### What the exercise asks
List every line of the entries below that contains the string "ball", matching its case exactly.

········

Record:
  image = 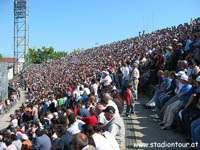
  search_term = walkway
[0,90,26,130]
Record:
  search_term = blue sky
[0,0,200,57]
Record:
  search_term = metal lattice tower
[13,0,29,74]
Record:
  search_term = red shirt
[82,115,98,125]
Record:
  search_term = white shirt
[67,120,85,135]
[84,88,90,95]
[106,100,120,116]
[91,83,98,96]
[97,112,108,125]
[108,124,120,137]
[103,131,120,150]
[131,68,140,80]
[92,133,113,150]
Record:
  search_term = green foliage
[0,53,3,62]
[72,48,81,53]
[28,46,67,64]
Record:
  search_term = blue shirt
[179,84,192,103]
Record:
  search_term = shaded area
[123,94,189,150]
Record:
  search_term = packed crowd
[0,83,20,115]
[0,18,200,150]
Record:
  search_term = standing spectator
[131,63,140,101]
[104,106,126,150]
[125,82,135,117]
[0,135,7,150]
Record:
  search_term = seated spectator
[67,114,85,135]
[95,123,119,150]
[71,133,96,150]
[161,75,192,129]
[77,107,98,125]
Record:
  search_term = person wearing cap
[21,134,32,150]
[100,71,112,87]
[9,114,18,131]
[110,90,124,115]
[95,104,108,125]
[130,63,140,100]
[77,107,98,125]
[121,62,130,96]
[71,133,96,150]
[160,75,192,130]
[171,43,182,70]
[67,113,85,135]
[142,70,164,108]
[103,106,126,150]
[125,82,136,117]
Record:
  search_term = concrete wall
[0,63,8,101]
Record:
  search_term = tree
[72,48,81,53]
[0,53,3,62]
[28,46,67,64]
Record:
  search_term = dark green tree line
[28,46,67,64]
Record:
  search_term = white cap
[181,75,188,81]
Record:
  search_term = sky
[0,0,200,57]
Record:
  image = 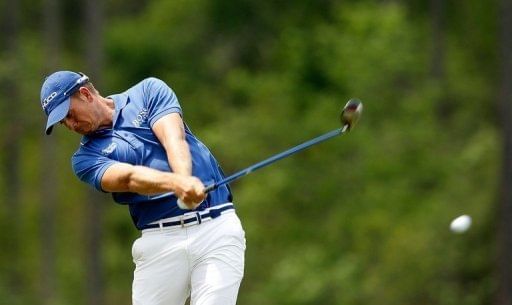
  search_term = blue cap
[41,71,89,135]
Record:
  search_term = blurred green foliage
[0,0,501,305]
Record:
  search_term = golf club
[178,99,363,207]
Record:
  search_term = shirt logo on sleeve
[132,108,148,127]
[101,142,117,156]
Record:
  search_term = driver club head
[340,98,363,130]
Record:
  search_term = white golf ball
[450,215,471,233]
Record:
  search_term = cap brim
[46,98,71,135]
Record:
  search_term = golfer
[41,71,245,305]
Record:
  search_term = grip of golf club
[173,183,219,210]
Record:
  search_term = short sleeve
[71,149,118,192]
[144,78,182,127]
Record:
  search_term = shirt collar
[80,93,129,145]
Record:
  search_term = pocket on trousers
[226,213,246,250]
[132,237,142,264]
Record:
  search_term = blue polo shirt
[72,78,232,229]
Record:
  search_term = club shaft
[205,125,348,193]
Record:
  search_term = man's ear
[78,87,92,101]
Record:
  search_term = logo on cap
[41,91,57,110]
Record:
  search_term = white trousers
[132,210,245,305]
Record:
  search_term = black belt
[141,204,235,230]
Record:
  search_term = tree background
[0,0,512,305]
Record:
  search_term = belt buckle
[180,212,203,228]
[180,214,186,228]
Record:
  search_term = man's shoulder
[127,76,169,91]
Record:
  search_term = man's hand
[174,175,206,210]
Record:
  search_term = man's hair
[84,82,100,95]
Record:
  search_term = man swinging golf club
[41,71,245,305]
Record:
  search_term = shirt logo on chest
[132,108,148,127]
[101,142,117,156]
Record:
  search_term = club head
[340,98,363,130]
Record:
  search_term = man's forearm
[126,166,179,195]
[166,139,192,176]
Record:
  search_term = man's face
[60,93,99,135]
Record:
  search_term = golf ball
[450,215,471,233]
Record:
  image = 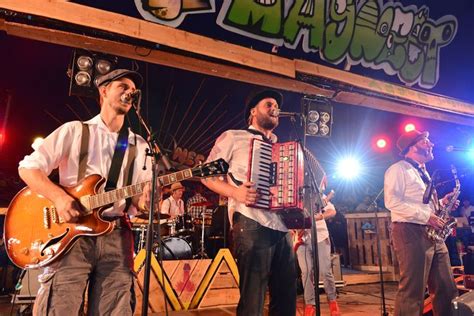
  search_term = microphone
[446,145,474,153]
[120,89,142,103]
[270,109,300,117]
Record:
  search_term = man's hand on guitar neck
[53,193,81,223]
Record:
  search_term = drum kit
[132,202,223,260]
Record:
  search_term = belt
[102,215,130,229]
[392,222,427,227]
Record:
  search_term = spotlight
[74,71,91,87]
[376,138,387,149]
[76,56,93,70]
[95,59,112,75]
[68,49,118,98]
[405,123,416,133]
[301,97,332,137]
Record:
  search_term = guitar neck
[87,169,193,209]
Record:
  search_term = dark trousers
[392,223,458,316]
[232,213,296,316]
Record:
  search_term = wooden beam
[332,91,474,126]
[295,60,474,115]
[0,19,334,98]
[0,5,474,126]
[0,0,295,78]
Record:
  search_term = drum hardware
[152,237,193,260]
[135,212,170,220]
[171,213,194,236]
[190,201,214,207]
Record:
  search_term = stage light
[376,138,387,149]
[405,123,416,133]
[76,56,94,71]
[68,49,118,98]
[337,157,361,180]
[31,137,44,150]
[301,97,332,137]
[95,59,112,75]
[74,71,91,87]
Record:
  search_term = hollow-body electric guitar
[4,159,228,269]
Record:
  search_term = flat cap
[244,89,283,122]
[95,69,143,89]
[397,129,430,156]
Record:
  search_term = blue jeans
[232,212,296,316]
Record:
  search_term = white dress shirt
[207,126,288,232]
[384,160,435,225]
[19,115,151,216]
[161,196,184,216]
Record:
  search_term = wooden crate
[345,212,398,275]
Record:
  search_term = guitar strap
[77,123,137,212]
[77,123,90,182]
[405,158,439,210]
[246,128,272,144]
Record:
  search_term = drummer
[161,182,185,219]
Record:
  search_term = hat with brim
[244,89,283,122]
[95,69,143,89]
[171,182,184,191]
[397,129,430,156]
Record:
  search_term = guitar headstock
[192,158,229,178]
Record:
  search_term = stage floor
[0,282,397,316]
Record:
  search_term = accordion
[247,139,326,229]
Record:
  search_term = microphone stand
[132,101,171,316]
[372,188,388,316]
[290,113,324,316]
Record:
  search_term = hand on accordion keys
[427,213,446,229]
[232,182,258,206]
[441,191,459,210]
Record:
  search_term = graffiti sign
[135,0,458,89]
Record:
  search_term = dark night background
[0,0,474,207]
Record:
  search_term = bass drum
[153,237,193,260]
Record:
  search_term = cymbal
[135,213,170,219]
[190,201,214,207]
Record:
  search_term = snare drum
[175,214,194,236]
[153,237,193,260]
[193,212,212,229]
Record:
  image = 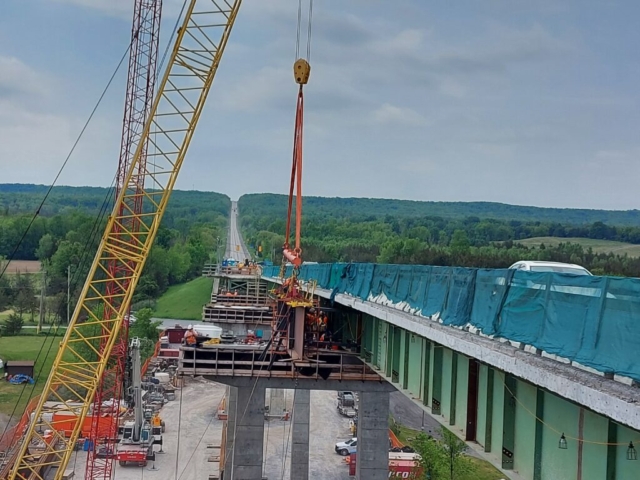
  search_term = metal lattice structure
[85,0,162,480]
[9,0,242,480]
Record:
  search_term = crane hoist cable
[283,0,313,268]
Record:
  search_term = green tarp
[263,263,640,381]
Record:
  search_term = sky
[0,0,640,209]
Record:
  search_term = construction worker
[184,325,198,347]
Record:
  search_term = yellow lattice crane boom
[7,0,242,480]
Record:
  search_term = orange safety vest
[185,330,197,345]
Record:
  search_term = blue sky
[0,0,640,209]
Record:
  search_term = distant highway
[224,202,252,262]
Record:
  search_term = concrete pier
[230,385,265,480]
[224,387,238,480]
[291,390,311,480]
[356,391,389,480]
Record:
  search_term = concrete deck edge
[263,277,640,430]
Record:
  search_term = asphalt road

········

### The output
  search_term = white golf ball
  search_term = golf ball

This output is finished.